__FRAGMENTO__.
┄┄┄┄┄┄┄┄┄┄

Se afirma que Cristo está sentado a la derecha del Padre;
y en la iconografía de la crucifixión, a Dimas, el buen ladrón,
se lo sitúa siempre a la derecha. Ergo, al cielo se entra con
el pie derecho.
No menos curioso es el
origen de la expresión hacer o decir algo al pie de la
letra. Hoy aceptamos que es ‘repetir algo sin variación, de modo
escrupuloso, para que sea entendido en la plenitud del sentido aquello a lo que
nos referimos’. No obstante, en la Edad Media era diferente. Los textos,
escritos en su mayoría en latín, eran de difícil comprensión. Se hacía preciso
traducirlos. Una de las primeras técnicas fue la llamada ad pedem
litterae, que consistía en ir escribiendo bajo cada una de las palabras,
bajo su pie, el significado equivalente.

┄┄┄┄┄┄┄┄┄┄

__INSTRUCCIONES__.
1. Según el fragmento, ¿cómo se llamaba una de las primeras técnicas que se usaron para traducir los textos en la Edad Media?
2. Reproduce sin cambios el pasaje del fragmento que empieza en las palabras que contienen "Se afirma que" y termina después de "el significado equivalente.".

__Registros del conjunto de datos de señalamiento__.
┄┄┄┄┄┄┄┄┄┄

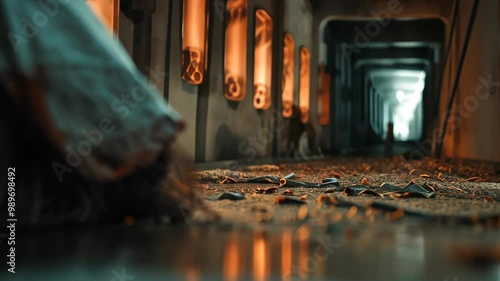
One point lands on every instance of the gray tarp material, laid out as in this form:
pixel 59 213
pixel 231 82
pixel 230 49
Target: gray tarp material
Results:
pixel 99 110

┄┄┄┄┄┄┄┄┄┄

__SOLUCIONES COMPLETAS__.
1. Se llamaba ad pedem litterae.

2.
Se afirma que Cristo está sentado a la derecha del Padre;
y en la iconografía de la crucifixión, a Dimas, el buen ladrón,
se lo sitúa siempre a la derecha. Ergo, al cielo se entra con
el pie derecho.
No menos curioso es el
origen de la expresión hacer o decir algo al pie de la
letra. Hoy aceptamos que es ‘repetir algo sin variación, de modo
escrupuloso, para que sea entendido en la plenitud del sentido aquello a lo que
nos referimos’. No obstante, en la Edad Media era diferente. Los textos,
escritos en su mayoría en latín, eran de difícil comprensión. Se hacía preciso
traducirlos. Una de las primeras técnicas fue la llamada ad pedem
litterae, que consistía en ir escribiendo bajo cada una de las palabras,
bajo su pie, el significado equivalente.